"""

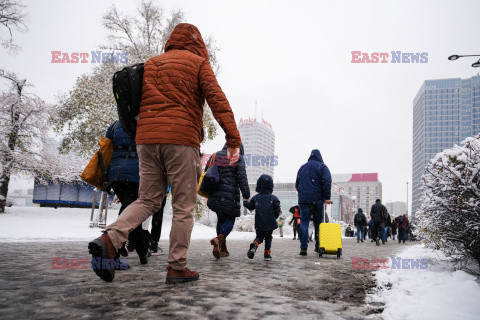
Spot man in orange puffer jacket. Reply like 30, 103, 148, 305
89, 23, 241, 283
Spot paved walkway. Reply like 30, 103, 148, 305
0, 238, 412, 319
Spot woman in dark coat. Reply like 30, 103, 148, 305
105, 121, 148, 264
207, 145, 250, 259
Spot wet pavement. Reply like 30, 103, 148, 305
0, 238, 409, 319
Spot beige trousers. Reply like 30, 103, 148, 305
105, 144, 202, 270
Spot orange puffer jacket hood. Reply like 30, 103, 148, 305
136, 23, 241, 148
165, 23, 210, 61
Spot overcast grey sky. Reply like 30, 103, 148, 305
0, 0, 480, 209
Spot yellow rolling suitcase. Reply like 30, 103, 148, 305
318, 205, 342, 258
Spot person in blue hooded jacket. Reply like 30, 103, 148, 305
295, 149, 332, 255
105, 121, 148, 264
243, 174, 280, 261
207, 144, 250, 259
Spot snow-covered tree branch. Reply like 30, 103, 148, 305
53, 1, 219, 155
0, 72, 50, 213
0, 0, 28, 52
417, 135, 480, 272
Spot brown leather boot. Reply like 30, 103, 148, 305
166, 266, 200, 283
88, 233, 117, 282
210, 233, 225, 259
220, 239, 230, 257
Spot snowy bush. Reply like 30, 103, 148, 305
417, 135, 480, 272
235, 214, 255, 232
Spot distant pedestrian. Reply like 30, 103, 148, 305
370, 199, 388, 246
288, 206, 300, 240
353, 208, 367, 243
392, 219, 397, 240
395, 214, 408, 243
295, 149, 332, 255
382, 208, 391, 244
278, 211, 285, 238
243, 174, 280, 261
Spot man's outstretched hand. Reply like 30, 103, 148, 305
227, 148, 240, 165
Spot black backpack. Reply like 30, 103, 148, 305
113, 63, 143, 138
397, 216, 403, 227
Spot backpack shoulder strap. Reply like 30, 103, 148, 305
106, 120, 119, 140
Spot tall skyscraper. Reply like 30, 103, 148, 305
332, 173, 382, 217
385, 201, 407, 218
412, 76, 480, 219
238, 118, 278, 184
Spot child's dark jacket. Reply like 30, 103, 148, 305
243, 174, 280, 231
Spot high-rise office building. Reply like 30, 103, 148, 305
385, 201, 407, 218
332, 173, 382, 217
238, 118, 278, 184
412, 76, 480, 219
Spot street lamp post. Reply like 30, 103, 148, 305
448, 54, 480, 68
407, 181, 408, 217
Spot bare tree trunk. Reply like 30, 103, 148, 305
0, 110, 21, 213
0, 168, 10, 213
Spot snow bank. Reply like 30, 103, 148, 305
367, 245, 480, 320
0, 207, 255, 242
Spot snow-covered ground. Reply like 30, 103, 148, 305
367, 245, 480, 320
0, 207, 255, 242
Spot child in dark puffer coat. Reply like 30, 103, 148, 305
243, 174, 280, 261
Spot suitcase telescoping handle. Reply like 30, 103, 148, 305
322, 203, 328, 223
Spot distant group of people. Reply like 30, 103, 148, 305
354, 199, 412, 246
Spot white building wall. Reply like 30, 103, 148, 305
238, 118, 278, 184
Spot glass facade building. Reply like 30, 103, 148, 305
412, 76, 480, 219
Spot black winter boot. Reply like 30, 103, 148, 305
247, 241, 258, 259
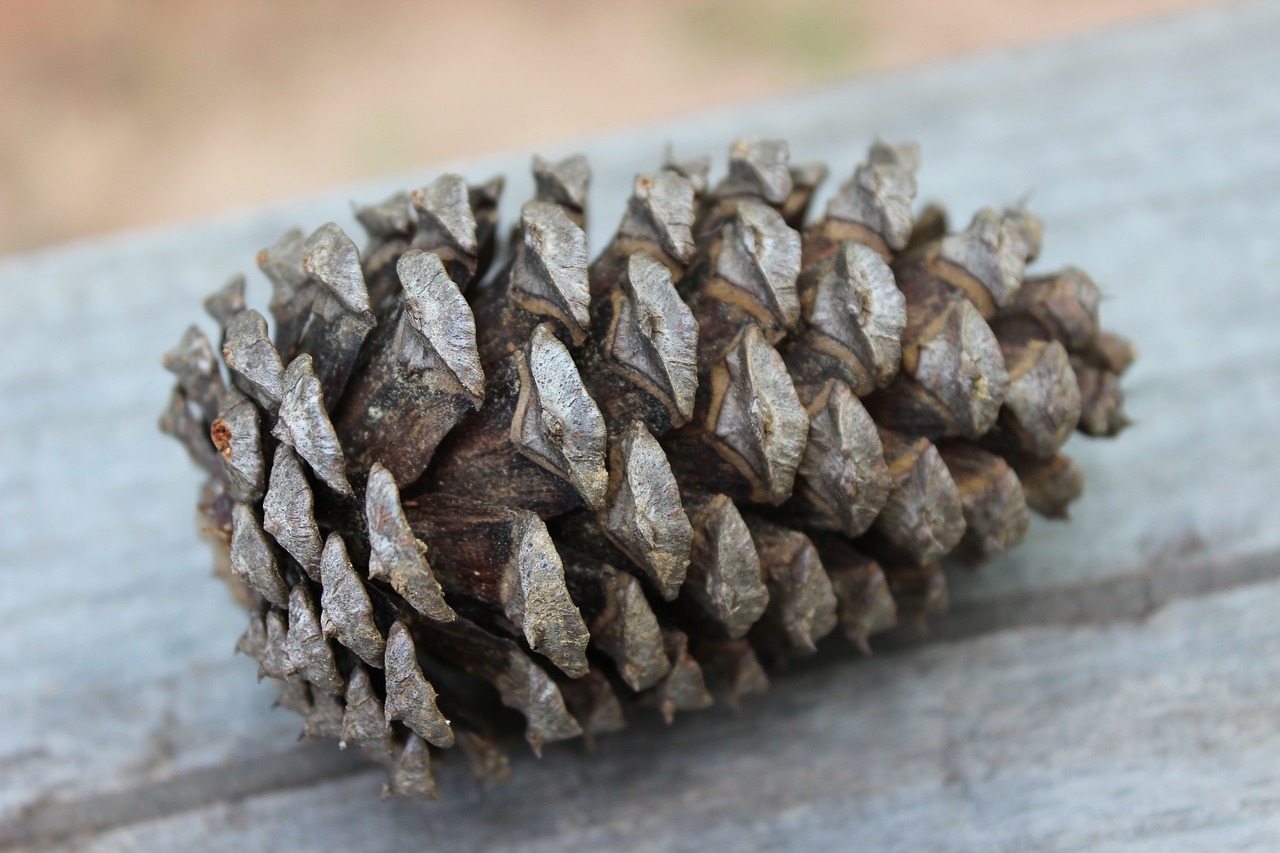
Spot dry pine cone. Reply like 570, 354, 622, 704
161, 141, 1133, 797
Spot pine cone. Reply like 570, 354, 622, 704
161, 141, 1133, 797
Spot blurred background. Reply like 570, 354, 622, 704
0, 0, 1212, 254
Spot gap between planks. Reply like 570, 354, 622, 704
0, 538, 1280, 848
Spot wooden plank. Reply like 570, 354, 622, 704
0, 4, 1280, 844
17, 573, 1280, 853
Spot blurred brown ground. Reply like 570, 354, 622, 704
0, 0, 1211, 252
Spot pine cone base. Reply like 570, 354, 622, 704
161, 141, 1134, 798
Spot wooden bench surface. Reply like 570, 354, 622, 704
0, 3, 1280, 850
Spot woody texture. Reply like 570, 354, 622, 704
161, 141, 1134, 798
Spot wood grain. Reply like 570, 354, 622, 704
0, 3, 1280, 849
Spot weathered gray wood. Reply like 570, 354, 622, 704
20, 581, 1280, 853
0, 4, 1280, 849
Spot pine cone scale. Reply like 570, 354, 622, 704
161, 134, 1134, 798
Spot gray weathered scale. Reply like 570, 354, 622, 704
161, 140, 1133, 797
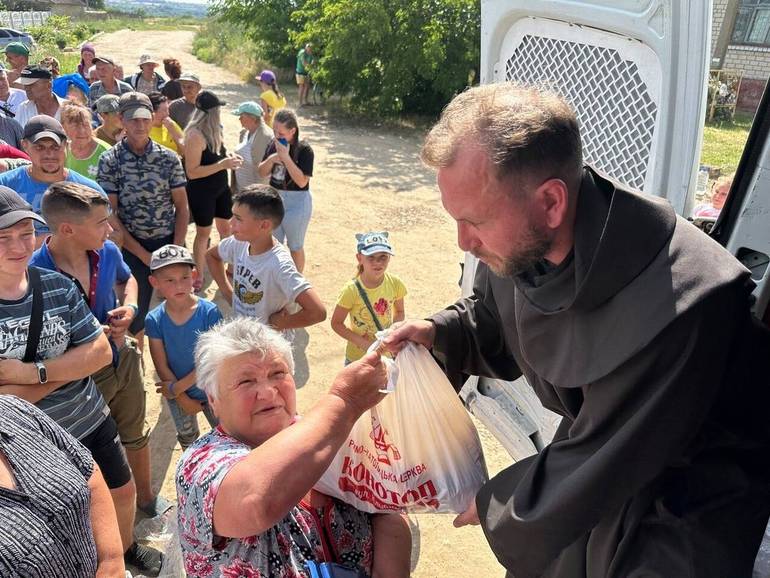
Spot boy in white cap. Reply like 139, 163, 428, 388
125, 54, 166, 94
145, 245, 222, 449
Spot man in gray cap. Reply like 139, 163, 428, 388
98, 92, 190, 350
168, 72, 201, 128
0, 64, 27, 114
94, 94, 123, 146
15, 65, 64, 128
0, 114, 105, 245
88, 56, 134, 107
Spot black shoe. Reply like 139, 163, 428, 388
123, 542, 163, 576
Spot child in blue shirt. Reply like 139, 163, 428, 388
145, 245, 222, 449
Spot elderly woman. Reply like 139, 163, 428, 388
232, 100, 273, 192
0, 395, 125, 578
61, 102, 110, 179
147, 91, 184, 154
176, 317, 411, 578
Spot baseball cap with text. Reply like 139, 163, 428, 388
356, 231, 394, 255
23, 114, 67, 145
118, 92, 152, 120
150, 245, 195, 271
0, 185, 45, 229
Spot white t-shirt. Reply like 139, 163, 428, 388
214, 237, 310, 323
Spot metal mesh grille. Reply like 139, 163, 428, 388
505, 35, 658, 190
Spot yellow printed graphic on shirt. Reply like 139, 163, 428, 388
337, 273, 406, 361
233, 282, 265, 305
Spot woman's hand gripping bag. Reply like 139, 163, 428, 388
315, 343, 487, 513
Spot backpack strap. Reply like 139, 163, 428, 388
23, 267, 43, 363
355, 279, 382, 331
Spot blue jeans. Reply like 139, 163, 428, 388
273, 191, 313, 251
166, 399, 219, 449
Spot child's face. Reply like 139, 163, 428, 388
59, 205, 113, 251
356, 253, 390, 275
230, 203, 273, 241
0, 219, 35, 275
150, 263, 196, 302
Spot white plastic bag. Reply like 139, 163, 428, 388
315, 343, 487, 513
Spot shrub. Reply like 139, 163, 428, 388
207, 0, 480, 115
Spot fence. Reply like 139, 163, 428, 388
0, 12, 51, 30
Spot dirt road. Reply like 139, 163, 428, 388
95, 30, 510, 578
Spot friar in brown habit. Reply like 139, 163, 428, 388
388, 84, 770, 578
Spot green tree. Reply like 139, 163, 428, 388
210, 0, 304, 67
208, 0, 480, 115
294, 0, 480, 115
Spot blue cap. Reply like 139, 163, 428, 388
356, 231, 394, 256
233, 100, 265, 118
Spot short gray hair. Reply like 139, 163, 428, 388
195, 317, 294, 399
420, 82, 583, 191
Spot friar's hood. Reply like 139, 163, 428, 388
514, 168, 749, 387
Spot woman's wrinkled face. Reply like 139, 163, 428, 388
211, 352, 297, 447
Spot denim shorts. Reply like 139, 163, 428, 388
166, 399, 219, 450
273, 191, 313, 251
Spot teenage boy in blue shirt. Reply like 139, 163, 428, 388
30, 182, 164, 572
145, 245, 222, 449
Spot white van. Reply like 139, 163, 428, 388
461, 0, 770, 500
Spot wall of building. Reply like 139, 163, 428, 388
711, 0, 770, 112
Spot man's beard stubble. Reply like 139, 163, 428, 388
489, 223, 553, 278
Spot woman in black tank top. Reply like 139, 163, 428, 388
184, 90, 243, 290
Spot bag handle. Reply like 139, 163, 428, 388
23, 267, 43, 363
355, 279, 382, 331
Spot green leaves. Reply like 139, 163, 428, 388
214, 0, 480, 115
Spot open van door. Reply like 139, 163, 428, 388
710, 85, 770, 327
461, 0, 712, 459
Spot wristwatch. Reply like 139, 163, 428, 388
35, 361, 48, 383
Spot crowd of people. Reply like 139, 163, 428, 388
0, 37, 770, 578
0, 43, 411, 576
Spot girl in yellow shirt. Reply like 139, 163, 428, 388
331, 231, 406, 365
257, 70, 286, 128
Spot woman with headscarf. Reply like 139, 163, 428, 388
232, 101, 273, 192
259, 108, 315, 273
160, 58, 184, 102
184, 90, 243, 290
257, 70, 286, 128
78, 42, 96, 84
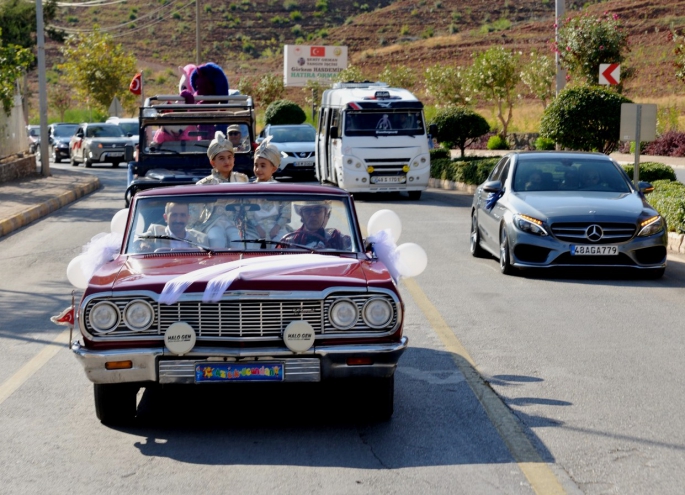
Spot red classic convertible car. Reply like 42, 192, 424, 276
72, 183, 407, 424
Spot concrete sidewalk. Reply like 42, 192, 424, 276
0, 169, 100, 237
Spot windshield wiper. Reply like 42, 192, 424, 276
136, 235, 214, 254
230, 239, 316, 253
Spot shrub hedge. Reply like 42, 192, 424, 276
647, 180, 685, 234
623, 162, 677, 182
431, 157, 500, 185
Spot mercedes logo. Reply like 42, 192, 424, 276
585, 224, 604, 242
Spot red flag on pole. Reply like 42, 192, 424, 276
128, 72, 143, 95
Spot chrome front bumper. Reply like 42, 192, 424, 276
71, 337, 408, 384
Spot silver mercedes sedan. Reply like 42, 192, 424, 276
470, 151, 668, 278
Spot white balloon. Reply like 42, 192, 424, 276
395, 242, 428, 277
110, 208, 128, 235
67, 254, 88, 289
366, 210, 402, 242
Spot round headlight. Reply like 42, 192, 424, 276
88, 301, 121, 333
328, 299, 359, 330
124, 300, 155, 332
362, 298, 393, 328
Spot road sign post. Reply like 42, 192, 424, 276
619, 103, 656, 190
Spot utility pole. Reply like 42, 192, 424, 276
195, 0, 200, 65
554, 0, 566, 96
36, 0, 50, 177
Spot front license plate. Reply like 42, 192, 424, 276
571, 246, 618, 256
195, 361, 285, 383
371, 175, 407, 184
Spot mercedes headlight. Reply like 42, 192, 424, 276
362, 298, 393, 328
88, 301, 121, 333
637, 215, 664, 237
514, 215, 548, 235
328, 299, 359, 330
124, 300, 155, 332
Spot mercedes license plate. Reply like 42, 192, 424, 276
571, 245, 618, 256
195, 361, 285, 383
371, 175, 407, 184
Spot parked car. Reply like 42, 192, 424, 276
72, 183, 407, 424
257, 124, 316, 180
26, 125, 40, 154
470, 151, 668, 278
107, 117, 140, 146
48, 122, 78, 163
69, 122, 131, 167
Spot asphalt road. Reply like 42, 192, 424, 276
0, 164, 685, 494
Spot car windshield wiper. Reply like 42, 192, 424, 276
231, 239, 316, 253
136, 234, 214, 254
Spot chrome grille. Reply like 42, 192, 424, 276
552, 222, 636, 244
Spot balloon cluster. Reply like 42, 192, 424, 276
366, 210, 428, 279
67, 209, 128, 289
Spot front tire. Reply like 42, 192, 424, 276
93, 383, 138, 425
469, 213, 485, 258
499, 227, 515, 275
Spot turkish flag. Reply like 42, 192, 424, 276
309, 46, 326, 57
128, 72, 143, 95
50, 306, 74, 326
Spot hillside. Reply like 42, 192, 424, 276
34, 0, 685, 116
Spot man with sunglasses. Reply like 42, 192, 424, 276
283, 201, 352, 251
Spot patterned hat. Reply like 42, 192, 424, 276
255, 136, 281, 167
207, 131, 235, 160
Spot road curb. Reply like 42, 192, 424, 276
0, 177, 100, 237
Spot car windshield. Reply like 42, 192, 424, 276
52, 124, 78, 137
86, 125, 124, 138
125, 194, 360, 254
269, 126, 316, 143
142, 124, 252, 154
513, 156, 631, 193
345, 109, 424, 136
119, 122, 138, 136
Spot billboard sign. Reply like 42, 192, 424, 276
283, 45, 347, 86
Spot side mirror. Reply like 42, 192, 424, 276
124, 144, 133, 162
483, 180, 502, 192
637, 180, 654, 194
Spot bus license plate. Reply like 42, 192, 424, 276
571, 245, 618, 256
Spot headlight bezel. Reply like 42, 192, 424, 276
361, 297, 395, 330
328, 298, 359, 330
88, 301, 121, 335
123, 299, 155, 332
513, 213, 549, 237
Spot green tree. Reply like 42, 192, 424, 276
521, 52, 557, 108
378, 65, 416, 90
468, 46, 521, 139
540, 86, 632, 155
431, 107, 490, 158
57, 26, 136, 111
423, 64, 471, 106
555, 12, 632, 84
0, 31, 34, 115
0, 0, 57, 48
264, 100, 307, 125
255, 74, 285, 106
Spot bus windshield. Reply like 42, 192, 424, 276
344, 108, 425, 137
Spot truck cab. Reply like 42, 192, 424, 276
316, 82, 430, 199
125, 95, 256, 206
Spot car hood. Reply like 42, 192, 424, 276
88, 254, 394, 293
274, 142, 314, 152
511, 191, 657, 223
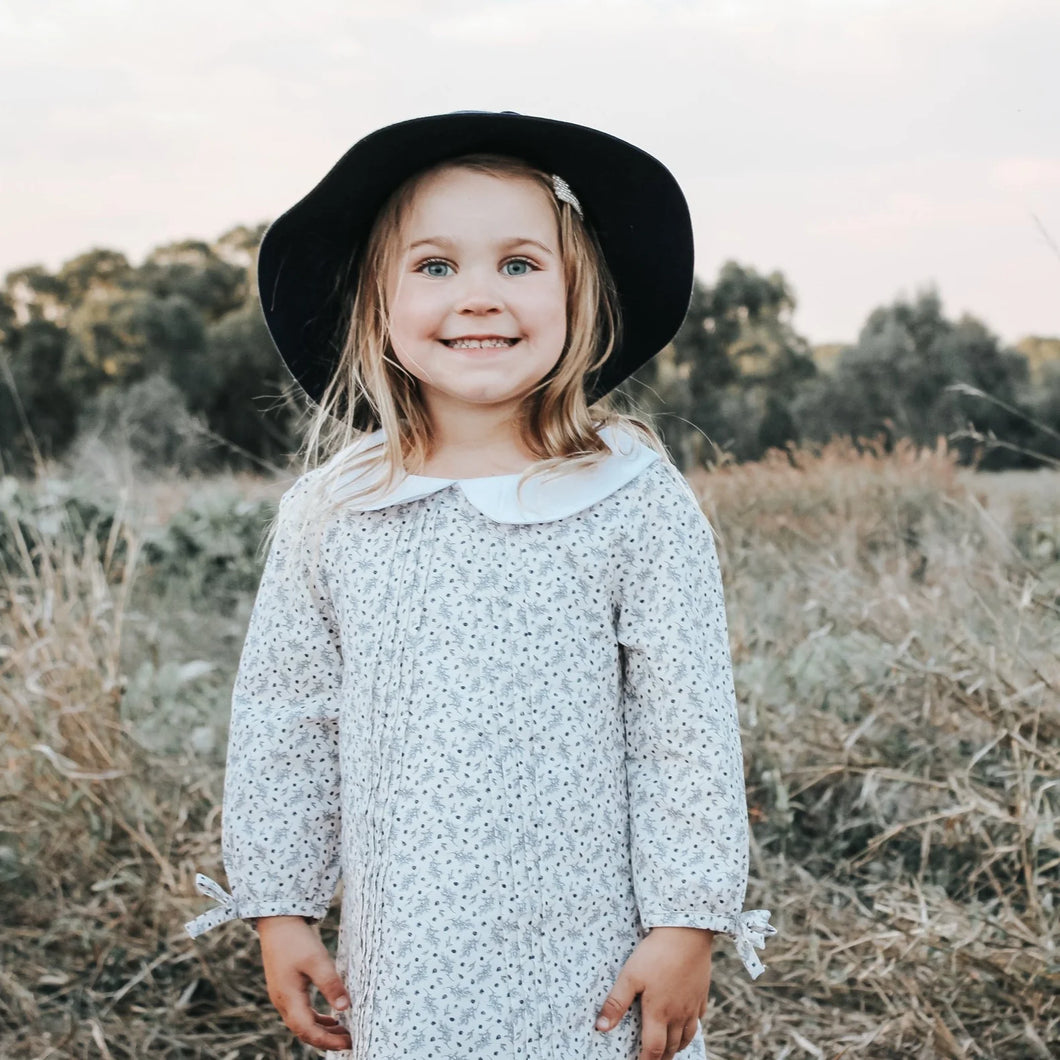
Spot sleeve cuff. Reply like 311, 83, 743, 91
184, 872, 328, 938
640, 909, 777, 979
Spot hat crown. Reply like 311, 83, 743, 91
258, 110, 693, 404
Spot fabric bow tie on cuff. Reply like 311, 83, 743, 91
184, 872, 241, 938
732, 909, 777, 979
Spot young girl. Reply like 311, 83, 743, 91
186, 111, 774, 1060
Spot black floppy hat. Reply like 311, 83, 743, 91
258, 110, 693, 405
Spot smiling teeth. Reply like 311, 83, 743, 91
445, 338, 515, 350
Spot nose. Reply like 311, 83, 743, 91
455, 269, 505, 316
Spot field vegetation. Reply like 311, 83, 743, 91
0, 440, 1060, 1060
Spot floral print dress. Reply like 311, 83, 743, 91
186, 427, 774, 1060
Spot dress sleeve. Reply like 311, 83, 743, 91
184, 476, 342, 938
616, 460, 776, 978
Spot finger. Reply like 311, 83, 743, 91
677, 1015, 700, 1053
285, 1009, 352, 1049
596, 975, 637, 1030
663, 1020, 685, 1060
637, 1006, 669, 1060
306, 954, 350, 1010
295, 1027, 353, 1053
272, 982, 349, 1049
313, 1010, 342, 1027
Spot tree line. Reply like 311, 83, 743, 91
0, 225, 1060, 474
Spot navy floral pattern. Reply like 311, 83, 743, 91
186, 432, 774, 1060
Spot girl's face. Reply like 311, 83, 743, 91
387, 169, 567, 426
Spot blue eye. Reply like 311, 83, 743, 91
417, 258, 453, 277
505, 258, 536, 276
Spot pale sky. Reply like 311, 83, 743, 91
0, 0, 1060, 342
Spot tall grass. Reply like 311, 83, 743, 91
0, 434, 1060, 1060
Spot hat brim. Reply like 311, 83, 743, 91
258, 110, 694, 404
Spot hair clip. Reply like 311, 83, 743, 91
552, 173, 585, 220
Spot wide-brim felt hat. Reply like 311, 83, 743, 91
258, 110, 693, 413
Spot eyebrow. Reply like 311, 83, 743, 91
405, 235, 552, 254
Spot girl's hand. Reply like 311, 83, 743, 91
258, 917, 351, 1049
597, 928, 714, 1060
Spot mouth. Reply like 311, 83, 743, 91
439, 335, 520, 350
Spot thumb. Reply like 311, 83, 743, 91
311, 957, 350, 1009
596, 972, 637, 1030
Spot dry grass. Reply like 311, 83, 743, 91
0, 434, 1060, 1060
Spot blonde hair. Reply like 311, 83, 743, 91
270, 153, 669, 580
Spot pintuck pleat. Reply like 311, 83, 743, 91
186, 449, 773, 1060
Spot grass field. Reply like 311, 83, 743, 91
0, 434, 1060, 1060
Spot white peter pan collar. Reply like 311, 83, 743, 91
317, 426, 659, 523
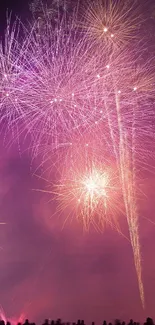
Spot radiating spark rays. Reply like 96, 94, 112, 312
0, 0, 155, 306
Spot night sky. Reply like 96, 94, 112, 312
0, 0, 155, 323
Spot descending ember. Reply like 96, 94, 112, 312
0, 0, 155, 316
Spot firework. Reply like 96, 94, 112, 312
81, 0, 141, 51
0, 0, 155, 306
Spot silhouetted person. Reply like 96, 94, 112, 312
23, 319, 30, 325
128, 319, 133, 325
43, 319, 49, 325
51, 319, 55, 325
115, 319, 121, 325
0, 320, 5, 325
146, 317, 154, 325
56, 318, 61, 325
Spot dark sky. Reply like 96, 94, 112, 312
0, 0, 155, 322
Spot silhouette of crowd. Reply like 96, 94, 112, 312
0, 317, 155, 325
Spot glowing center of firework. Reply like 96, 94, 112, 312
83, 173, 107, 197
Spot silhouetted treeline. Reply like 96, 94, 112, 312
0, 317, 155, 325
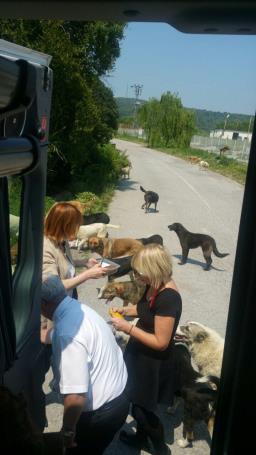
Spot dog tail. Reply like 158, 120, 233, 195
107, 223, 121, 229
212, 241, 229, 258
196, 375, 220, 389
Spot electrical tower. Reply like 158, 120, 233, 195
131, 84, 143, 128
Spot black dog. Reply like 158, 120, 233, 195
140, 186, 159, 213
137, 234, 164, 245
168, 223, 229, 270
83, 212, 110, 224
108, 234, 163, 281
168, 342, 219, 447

"""

Return, unchanged, every line of the records from the line containing "Spot pine cone. Reply like 570, 354, 622, 704" through the line containing "0, 0, 1211, 252", including both of those lines.

Spot pine cone. Reply like 570, 354, 622, 704
161, 141, 1133, 797
Spot blurred background. Reply like 570, 354, 622, 704
0, 0, 1212, 254
Spot gap between planks. Reply like 570, 354, 622, 704
0, 538, 1280, 848
Spot wooden plank. Reply like 570, 354, 622, 704
0, 4, 1280, 844
17, 573, 1280, 853
Spot blurred brown ground. Reply like 570, 354, 622, 704
0, 0, 1211, 252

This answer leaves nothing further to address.